Problem 1:
Pick out each line of the records that contains the word "conifer", matching upper and lower case exactly.

Quoted text:
* START *
In the Best Families
Author | Rex Stout |
---|---|
Cover artist | Bill English |
Language | English |
Series | Nero Wolfe |
Genre | Detective fiction |
Publisher | Viking Press |
Publication date | September 29, 1950 |
Publication place | United States |
Media type | Print (Hardcover) |
Pages | 246 pp. (first edition) |
OCLC | 1387038 |
Preceded by | Three Doors to Death |
Followed by | Curtains for Three |
In the Best Families (British title Even in the Best Families) is a Nero Wolfe detective novel by Rex Stout, first published by the Viking Press in 1950. The story was collected in the omnibus volumes Five of a Kind (Viking 1961) and Triple Zeck (Viking 1974).
This is the third of three Nero Wolfe books that involve crime boss Arnold Zeck and his widespread operations (the others are And Be a Villain and The Second Confession). In each book, Zeck – Wolfe's Moriarty – attempts to warn Wolfe off an investigation that Zeck believes will interfere with his criminal machinations. Each time, Wolfe refuses to cooperate, and there are consequences.
Plot introduction
AG:
- Do not look for me.
- My very best regards and wishes. . . .
- NW
— Nero Wolfe's parting instruction, In The Best Families, chapter 6
A wealthy wife hires Nero Wolfe to learn the source of her husband's mysterious income. In short order, Arnold Zeck horns in, the wife is murdered, and Wolfe disappears.
* END *
Problem 2:
Write out, word for word, the part of the In the Best Families text that opens with "This is the" and closes with "look for me.".

Exercise material:
* START *
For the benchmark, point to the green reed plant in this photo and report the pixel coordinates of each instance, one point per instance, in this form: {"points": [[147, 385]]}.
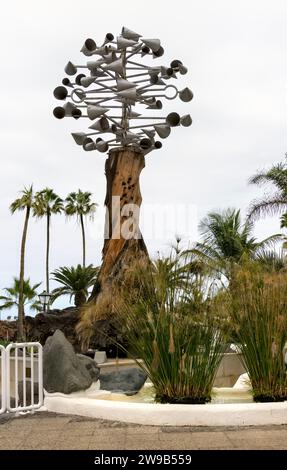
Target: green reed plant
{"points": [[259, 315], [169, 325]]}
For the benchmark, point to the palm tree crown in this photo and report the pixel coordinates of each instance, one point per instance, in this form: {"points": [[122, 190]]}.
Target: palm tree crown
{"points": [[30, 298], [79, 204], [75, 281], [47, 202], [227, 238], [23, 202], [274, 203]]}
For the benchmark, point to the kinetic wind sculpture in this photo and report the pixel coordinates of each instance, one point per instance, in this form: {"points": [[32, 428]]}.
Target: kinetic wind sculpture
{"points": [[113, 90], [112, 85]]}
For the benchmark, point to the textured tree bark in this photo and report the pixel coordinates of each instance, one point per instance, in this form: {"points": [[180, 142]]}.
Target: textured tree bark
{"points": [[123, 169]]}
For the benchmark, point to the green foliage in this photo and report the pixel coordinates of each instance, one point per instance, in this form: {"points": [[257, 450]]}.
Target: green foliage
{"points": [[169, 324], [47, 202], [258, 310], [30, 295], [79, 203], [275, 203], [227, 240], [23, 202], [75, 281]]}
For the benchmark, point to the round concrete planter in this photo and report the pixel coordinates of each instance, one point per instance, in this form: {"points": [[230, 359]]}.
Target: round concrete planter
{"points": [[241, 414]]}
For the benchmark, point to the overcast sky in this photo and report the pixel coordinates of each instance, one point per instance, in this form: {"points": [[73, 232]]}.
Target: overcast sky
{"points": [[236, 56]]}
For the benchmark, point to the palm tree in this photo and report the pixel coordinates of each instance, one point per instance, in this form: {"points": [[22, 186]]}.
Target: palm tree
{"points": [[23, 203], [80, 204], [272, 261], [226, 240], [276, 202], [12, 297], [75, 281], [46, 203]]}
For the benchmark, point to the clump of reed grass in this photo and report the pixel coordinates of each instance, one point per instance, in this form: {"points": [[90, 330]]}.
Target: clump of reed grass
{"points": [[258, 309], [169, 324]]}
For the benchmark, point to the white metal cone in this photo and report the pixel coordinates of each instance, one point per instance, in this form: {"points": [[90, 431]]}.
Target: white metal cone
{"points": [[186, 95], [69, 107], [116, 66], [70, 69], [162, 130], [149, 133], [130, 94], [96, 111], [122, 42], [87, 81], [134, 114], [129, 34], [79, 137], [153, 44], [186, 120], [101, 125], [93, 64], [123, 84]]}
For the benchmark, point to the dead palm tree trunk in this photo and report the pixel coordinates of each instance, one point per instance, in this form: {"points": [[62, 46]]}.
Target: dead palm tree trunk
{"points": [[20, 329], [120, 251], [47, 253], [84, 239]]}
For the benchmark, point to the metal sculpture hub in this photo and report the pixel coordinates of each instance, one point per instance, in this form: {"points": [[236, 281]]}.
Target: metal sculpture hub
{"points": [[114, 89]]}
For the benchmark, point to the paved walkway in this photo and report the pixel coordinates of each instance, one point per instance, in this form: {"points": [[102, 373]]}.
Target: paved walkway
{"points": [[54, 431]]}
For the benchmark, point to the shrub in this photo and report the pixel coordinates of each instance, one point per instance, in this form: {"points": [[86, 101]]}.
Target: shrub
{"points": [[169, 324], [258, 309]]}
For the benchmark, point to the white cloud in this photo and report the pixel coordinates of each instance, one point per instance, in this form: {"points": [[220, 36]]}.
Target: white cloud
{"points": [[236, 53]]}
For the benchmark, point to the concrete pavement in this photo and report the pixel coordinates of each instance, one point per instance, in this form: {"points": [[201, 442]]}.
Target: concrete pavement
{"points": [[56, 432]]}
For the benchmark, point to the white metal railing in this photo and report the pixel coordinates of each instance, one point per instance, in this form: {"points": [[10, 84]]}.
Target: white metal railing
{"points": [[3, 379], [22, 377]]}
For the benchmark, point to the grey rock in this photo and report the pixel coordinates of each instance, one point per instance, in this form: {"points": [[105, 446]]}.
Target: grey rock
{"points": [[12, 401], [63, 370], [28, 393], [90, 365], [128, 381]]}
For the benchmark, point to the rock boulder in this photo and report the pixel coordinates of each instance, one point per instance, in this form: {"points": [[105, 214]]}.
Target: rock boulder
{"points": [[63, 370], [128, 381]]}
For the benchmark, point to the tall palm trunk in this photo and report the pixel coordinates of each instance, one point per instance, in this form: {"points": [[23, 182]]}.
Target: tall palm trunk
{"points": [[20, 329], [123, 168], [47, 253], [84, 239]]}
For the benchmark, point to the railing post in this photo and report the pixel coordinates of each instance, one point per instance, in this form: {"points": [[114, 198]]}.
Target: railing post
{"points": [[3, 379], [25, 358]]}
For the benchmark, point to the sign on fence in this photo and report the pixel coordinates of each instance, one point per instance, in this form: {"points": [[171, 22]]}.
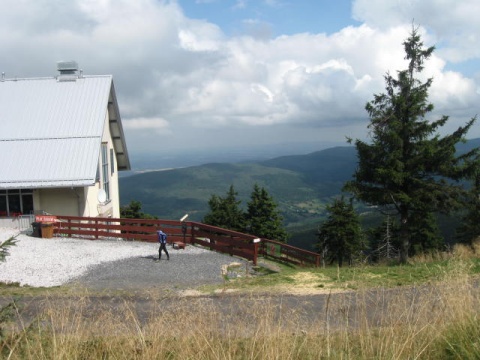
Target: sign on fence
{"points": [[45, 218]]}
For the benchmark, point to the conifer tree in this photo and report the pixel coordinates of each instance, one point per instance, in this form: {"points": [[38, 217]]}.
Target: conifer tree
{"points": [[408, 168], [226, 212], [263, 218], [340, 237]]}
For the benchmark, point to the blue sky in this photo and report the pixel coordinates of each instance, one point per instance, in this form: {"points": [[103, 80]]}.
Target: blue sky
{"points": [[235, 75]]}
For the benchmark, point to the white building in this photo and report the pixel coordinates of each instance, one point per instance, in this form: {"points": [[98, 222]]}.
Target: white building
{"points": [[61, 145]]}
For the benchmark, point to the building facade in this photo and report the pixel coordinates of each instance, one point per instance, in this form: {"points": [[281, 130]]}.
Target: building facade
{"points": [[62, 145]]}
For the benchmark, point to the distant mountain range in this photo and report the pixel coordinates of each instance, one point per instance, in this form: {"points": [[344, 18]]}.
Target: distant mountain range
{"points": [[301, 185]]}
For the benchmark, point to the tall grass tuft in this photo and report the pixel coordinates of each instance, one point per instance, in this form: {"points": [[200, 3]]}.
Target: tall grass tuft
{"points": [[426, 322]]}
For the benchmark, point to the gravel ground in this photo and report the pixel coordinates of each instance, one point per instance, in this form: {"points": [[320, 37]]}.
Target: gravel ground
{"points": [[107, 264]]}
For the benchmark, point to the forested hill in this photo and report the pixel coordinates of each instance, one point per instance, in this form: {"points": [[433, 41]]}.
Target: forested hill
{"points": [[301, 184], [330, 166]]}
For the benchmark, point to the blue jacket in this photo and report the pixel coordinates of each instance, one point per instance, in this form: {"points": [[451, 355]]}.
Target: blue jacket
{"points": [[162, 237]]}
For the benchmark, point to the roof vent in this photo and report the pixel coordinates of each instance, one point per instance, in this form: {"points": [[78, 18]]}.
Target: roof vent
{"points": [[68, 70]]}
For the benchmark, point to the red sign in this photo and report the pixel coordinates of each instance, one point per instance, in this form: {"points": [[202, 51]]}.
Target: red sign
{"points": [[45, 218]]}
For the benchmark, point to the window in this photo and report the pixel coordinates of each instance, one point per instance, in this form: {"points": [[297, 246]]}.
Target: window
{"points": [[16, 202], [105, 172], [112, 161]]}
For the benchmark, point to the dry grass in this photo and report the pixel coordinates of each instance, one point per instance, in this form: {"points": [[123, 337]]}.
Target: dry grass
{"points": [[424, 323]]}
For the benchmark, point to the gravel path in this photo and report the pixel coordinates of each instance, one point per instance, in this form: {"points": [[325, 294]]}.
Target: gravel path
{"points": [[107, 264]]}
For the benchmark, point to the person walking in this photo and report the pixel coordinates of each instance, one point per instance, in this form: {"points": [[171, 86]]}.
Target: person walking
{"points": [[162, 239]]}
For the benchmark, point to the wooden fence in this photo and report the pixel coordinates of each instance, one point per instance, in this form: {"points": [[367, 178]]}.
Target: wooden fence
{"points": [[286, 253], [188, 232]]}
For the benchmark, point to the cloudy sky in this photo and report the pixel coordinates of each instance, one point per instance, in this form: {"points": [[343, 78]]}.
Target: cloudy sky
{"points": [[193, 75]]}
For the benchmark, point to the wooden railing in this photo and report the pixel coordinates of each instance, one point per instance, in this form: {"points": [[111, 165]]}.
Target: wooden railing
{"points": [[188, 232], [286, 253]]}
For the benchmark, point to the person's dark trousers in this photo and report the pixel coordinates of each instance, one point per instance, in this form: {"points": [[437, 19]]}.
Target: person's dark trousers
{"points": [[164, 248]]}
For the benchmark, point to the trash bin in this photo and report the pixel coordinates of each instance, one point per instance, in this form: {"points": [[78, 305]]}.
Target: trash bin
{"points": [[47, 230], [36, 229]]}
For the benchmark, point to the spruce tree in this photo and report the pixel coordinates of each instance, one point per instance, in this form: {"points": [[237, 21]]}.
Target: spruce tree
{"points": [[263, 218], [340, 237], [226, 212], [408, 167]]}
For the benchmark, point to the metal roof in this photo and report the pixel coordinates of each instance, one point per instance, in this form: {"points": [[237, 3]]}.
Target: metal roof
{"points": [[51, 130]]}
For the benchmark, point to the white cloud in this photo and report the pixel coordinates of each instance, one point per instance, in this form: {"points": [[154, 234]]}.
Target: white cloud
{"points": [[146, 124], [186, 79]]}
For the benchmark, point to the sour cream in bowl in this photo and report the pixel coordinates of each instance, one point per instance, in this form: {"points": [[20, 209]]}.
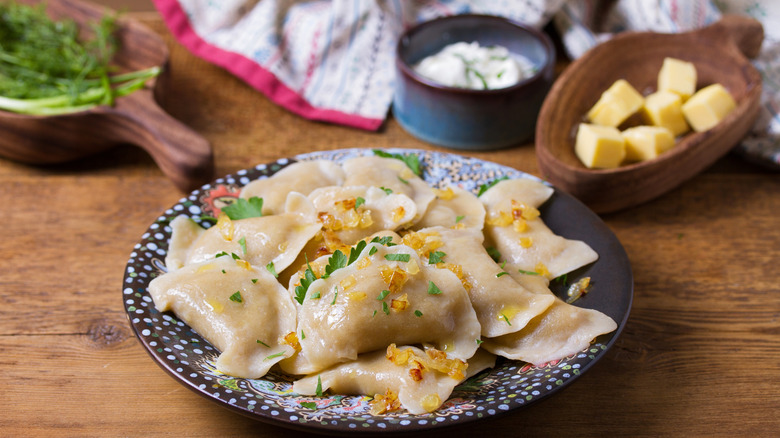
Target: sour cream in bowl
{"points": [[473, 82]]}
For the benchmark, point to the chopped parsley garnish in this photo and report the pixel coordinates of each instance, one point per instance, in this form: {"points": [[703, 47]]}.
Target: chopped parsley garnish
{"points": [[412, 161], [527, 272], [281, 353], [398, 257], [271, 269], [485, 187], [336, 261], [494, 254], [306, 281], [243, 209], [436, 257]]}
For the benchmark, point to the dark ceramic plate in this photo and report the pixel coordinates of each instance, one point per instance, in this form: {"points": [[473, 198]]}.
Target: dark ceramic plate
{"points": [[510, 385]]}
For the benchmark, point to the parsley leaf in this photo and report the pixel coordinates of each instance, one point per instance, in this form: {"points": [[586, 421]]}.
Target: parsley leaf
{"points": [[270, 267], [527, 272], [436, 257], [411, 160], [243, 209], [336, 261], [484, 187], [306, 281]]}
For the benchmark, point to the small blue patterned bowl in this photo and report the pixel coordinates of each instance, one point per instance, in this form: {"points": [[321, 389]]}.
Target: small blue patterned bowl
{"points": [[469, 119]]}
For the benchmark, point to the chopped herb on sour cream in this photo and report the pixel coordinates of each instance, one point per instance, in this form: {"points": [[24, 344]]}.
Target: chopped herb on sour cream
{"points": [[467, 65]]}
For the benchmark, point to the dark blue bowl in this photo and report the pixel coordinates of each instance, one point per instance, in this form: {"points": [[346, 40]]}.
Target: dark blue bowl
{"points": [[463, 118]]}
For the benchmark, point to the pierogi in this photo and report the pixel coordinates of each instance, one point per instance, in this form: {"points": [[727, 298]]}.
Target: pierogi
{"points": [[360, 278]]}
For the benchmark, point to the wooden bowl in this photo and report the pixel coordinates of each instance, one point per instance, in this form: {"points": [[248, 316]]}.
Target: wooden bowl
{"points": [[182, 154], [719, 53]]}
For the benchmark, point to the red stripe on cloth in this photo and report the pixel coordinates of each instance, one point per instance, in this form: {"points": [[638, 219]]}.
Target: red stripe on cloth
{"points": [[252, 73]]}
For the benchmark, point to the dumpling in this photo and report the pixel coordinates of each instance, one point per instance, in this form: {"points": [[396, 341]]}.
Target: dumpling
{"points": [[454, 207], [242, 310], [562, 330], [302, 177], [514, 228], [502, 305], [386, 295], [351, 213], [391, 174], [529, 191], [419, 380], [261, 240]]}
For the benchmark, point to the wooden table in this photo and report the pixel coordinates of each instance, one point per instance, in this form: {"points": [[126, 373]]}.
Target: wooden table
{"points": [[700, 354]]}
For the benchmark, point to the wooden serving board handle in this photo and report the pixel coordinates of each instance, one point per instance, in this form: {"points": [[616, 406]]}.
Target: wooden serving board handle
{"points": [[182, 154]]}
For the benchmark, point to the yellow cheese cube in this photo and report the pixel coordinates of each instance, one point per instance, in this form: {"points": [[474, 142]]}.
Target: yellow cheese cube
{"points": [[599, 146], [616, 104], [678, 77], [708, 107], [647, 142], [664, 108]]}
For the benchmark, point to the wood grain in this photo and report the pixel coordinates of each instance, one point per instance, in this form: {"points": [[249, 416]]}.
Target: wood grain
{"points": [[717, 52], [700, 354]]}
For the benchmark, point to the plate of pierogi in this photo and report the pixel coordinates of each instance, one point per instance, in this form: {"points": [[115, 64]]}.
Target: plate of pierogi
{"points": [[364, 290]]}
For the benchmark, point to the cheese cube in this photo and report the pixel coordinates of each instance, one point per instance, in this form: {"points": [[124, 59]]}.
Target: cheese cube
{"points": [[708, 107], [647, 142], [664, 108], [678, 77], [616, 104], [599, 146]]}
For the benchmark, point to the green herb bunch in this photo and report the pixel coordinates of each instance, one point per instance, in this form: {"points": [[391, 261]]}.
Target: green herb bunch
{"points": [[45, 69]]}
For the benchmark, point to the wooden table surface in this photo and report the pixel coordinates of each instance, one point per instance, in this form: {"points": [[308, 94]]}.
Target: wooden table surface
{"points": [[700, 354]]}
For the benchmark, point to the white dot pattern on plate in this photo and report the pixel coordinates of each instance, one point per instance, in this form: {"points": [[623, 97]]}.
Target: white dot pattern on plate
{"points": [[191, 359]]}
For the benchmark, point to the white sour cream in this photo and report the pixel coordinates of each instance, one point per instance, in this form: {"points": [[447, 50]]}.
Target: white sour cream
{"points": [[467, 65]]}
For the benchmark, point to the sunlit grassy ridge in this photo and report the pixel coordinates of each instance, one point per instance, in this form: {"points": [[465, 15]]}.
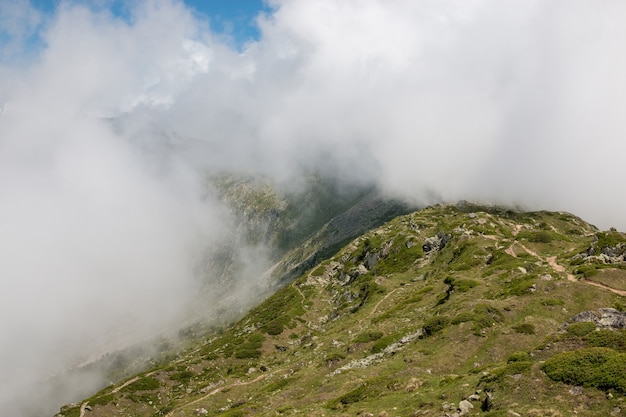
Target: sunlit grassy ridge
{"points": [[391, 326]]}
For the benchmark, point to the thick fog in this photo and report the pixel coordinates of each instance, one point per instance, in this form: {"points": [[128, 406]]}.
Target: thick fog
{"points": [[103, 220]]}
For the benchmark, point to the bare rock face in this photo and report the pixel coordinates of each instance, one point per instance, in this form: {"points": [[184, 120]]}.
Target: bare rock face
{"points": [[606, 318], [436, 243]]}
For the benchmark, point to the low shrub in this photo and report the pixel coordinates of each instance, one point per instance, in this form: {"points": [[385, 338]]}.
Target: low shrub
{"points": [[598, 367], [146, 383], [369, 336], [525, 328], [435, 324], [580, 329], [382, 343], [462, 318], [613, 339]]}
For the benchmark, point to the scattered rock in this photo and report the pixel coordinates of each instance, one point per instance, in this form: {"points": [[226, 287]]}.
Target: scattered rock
* END *
Full solution 1:
For the benchmark, point to the conifer tree in this photo and report the pixel coordinates of each instance, one point per instance, in this form: {"points": [[38, 217]]}.
Target: conifer tree

Full solution 2:
This is the third of three Nero Wolfe books that involve crime boss Arnold Zeck and his widespread operations (the others are And Be a Villain and The Second Confession). In each book, Zeck – Wolfe's Moriarty – attempts to warn Wolfe off an investigation that Zeck believes will interfere with his criminal machinations. Each time, Wolfe refuses to cooperate, and there are consequences.
Plot introduction
AG:
- Do not look for me.